» DESCRIPTION OF THE TASK: Copy the records that follow exactly as written, but not their pictures.
#### RECORDS SHOWN
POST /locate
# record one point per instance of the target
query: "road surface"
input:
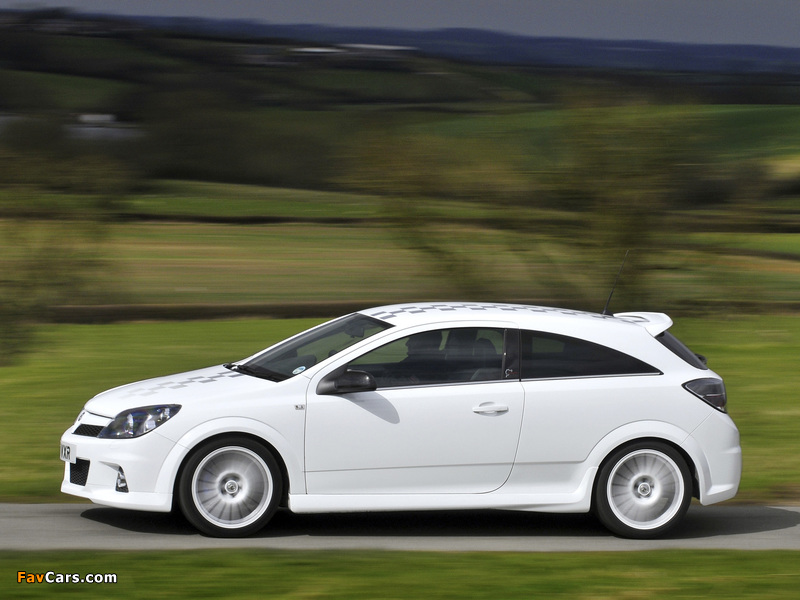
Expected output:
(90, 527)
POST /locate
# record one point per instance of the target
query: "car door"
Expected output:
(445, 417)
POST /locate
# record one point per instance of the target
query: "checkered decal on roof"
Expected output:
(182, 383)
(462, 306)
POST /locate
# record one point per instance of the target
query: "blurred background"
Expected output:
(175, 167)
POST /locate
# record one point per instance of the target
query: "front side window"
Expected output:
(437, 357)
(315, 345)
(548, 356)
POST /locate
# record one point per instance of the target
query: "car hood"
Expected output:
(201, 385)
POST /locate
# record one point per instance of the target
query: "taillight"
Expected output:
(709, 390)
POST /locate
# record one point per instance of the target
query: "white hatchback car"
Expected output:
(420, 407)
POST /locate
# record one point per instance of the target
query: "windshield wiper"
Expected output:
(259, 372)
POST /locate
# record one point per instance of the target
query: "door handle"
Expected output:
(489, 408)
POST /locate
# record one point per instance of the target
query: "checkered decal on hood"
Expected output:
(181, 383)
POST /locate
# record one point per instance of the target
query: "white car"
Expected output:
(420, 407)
########
» WRITTEN SOLUTION:
POST /locate
# record one point per instance of the target
query: "road surface"
input:
Expected output:
(90, 527)
POST /locate
# record one point per instance of the target
query: "car door"
Expected output:
(445, 417)
POST /locate
# record one point per instance of the target
query: "checkered decal on roof"
Expected output:
(182, 383)
(462, 306)
POST /locate
# record one point per instance of the target
query: "blurred background"
Expected output:
(175, 167)
POST /locate
# record one point per instance of the target
query: "front side window"
Expected output:
(437, 357)
(315, 345)
(548, 356)
POST /locate
# record one point per instance of the target
query: "car hood"
Expected output:
(201, 385)
POST /locate
# record one point per instance of the target
query: "taillight"
Expected output:
(709, 390)
POST /locate
# record one point per instance of the target
query: "white hatchback car"
Expected output:
(420, 407)
POST /locate
# record one point per instance of the target
query: "windshield wiper"
Expected output:
(259, 372)
POST /locate
# record one point per instance of the target
query: "door handle"
Expected output:
(489, 408)
POST /locate
# record one point per instance of the target
query: "checkered decal on hood"
Expected output:
(181, 383)
POST /locate
# record one point per instance of the target
query: "white car"
Expected output:
(420, 407)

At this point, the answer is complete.